WHAT TO DO -> Count the lines in the data below that contain the word "every", treating case as significant, and reply with the number alone.

LISTED RECORDS ->
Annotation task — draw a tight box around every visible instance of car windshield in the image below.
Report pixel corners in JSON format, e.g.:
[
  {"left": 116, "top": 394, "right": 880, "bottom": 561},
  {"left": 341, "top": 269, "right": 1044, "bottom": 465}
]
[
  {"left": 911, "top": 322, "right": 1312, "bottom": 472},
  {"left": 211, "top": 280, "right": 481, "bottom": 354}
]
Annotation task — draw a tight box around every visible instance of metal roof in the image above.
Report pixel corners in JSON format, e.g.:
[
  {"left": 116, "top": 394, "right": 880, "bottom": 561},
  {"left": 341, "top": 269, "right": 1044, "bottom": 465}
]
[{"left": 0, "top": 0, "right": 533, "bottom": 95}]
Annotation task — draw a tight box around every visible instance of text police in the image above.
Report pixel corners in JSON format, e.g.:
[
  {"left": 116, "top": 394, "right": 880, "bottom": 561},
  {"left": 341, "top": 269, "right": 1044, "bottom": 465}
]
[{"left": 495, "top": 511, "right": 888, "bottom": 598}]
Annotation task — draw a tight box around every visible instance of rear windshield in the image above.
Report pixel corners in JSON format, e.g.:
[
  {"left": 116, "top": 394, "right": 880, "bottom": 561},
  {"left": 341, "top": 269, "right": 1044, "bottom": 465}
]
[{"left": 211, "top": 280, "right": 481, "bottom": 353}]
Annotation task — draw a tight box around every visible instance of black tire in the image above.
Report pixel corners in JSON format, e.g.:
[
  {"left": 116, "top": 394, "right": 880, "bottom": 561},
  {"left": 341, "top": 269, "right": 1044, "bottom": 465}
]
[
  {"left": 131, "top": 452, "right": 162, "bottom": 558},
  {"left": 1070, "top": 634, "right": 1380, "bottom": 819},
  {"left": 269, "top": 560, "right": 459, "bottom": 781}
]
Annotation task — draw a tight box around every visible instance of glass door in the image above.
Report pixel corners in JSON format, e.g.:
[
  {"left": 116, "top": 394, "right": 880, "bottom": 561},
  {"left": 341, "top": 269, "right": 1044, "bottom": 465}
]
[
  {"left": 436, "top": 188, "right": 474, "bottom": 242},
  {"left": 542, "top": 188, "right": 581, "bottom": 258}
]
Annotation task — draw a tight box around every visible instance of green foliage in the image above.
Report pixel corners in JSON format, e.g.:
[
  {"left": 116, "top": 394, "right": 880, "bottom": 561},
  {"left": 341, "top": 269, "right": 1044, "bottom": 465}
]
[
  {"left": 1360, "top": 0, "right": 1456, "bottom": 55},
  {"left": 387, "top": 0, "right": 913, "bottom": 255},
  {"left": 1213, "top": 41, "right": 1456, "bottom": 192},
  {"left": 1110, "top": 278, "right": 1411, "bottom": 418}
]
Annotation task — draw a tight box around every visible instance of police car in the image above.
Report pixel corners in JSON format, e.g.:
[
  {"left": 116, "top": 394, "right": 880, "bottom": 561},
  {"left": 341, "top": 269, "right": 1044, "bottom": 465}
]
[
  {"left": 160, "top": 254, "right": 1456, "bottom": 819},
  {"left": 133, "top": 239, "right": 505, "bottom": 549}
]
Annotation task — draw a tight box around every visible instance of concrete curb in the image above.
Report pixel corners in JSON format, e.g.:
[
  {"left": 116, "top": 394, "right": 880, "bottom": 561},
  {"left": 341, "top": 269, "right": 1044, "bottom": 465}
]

SOLVED EXERCISE -> 9